[Données de détection d'objets]
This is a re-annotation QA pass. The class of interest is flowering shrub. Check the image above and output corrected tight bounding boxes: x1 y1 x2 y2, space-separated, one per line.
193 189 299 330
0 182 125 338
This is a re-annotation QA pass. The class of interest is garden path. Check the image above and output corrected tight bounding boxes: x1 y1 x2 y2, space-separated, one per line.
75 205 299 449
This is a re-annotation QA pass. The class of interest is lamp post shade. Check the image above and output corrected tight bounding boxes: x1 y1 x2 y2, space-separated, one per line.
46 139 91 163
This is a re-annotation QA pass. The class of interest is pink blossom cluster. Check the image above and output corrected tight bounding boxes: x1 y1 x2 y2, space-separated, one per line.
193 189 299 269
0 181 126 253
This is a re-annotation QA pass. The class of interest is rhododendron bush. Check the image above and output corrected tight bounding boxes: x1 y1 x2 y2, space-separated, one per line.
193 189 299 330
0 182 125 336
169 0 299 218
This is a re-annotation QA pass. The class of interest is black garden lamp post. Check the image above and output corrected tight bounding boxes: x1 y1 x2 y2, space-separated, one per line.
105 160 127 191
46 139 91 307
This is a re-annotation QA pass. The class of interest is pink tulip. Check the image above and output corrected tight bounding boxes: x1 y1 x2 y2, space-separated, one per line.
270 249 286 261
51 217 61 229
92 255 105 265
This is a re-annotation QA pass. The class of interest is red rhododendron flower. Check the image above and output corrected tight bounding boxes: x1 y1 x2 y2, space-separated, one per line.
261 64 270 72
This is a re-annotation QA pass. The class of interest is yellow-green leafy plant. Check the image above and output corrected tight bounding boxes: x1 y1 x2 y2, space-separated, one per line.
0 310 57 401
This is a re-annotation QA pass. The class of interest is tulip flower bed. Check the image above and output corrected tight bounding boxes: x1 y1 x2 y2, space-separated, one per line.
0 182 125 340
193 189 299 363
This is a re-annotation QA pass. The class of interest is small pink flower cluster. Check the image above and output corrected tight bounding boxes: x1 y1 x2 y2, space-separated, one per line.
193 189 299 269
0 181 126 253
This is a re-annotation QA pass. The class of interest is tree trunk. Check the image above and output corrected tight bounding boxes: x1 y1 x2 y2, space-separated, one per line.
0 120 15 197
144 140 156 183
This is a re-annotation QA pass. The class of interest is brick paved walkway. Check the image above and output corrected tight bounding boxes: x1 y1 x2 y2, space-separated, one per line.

- _ÉNONCÉ_:
Réécrivez les lignes allant de celle qui contient "is pink tulip." jusqu'à celle qui contient "92 255 105 265", bornes comprises, en substituant "red tulip" à "pink tulip" et sans rien modifier d'autre.

- _SOLUTION_:
This is a re-annotation QA pass. The class of interest is red tulip. Check the image above and output corrected tight bounding boxes: x1 y1 x2 y2, space-separated, one per line.
270 249 286 261
51 217 61 229
92 255 105 265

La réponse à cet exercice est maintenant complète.